-- START Text --
Also, most prior pumps have required numerous moving parts, causing them to be expensive to manufacture and difficult to maintain. The present invention is not saddled with these drawbacks.
Also, typically the prior art pumps are of the substantial size, so that they are difficult to fit into small spaces from which it is desired to pump liquid. The present invention provides a pump which can be made small enough to be of virtually the same diameter as the liquid conveying line to be used with the pump, so that it can be used in such circumstances.
Finally, the present invention can be operated in a mode to provide a pump which meters precise quantities of liquid, unlike most prior art pumps.
The present invention fulfills this need in the art by providing an apparatus for pumping liquids including a body having an upper portion, a lower portion, an inlet in the upper portion and an outlet in the lower portion, whereby liquids may fall by gravity from the inlet to the outlet. The body has a gas injection port between the inlet and the outlet, and a valve between the gas injection port and the inlet, the valve being normally open, but closeable upon an injection of gas through the gas injection port. A gas injection apparatus is provided for injecting gas through the gas injection port from time to time. When no gas is being injected by the gas injection apparatus, liquid may enter the upper portion of the body through the inlet and fall by gravity toward the outlet in the lower portion. Upon injection of gas by the gas injection apparatus, the valve closes, trapping liquid in the body below the valve, and as gas continues to be injected by the gas injection apparatus, trapped liquid is forced out the outlet.
In a preferred embodiment the valve is a swing check valve. Preferably, the body has a crook between the valve and the gas injection port, which helps to assure that the pressure closes the valve.
Preferably, the gas injection apparatus injects gas at a pressure of at least about 40 psi. For some applications it is desirable to include a strainer mounted on the inlet to prevent large solids from entering the inlet, however one of the advantages of the invention is that small solids do not disrupt the pump operation and are transferred with the pumped liquid. The body may be provided with two of the valves between the inlet and the gas injection port, to increase the likelihood of closure of at least one of the valves during a gas injection even if solids prevent the closure of the other of the valves.
The apparatus may include a second valve downstream of the gas injection inlet to prevent pumped liquid from returning to the body through the outlet.
-- END Text --
-- START Extracted entries --
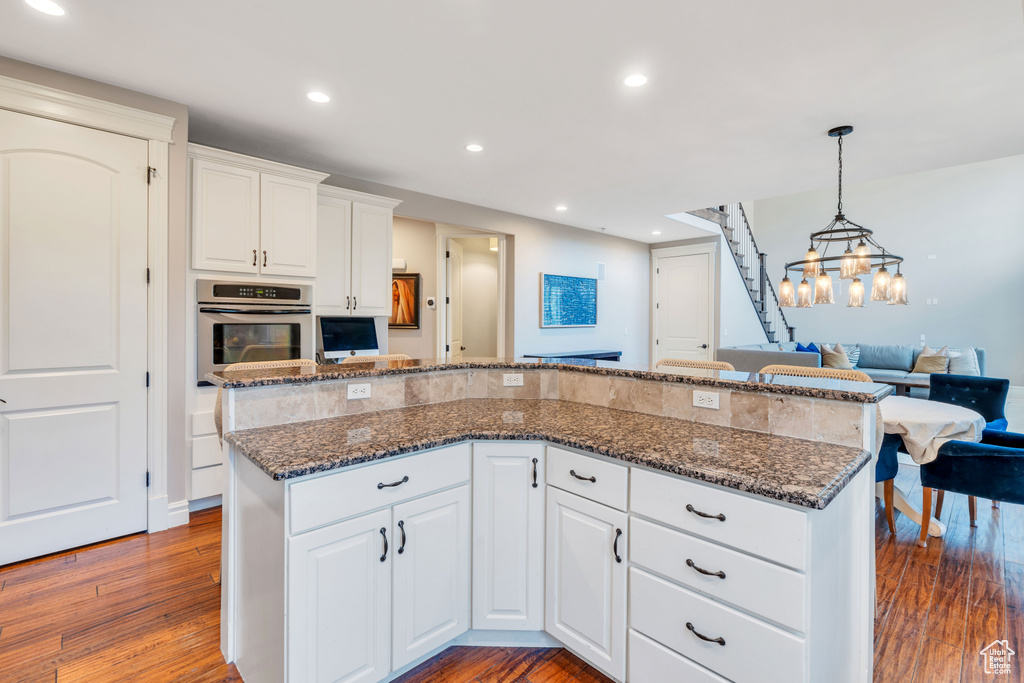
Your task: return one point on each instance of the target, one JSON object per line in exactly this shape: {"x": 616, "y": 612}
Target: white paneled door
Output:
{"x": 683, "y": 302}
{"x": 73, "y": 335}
-- END Extracted entries --
• Work instructions:
**a.** In the pump text, what minimum gas injection pressure is preferred?
**b.** Copy the stretch of the pump text from "Also, most prior" through "in such circumstances." word for word.
**c.** Could you rewrite the paragraph of the pump text that begins "The present invention fulfills this need" more briefly, keeping its main facts?

• Answers provided:
**a.** At least about 40 psi.

**b.**
Also, most prior pumps have required numerous moving parts, causing them to be expensive to manufacture and difficult to maintain. The present invention is not saddled with these drawbacks.
Also, typically the prior art pumps are of the substantial size, so that they are difficult to fit into small spaces from which it is desired to pump liquid. The present invention provides a pump which can be made small enough to be of virtually the same diameter as the liquid conveying line to be used with the pump, so that it can be used in such circumstances.

**c.** The apparatus has a body with an inlet in its upper portion and an outlet in its lower portion, so liquid falls by gravity from inlet to outlet. A gas injection port lies between them, and a normally open valve sits between that port and the inlet. A gas injection apparatus injects gas through the port from time to time. With no gas injected, liquid enters and falls toward the outlet. When gas is injected, the valve closes and traps liquid below it, and continued injection forces that liquid out the outlet.